Return every line below that contains the string "xmax", copying each one in full.

-- Start of RECORD EXCERPTS --

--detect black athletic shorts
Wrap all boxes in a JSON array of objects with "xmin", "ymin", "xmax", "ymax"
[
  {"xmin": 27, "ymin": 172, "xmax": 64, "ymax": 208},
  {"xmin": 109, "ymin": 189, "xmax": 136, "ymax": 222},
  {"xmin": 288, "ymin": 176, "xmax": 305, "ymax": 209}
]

-- End of RECORD EXCERPTS --

TASK RESPONSE>
Wrap all boxes in a JSON array of objects with "xmin", "ymin", "xmax", "ymax"
  {"xmin": 27, "ymin": 172, "xmax": 64, "ymax": 208},
  {"xmin": 109, "ymin": 189, "xmax": 136, "ymax": 222},
  {"xmin": 288, "ymin": 176, "xmax": 305, "ymax": 209}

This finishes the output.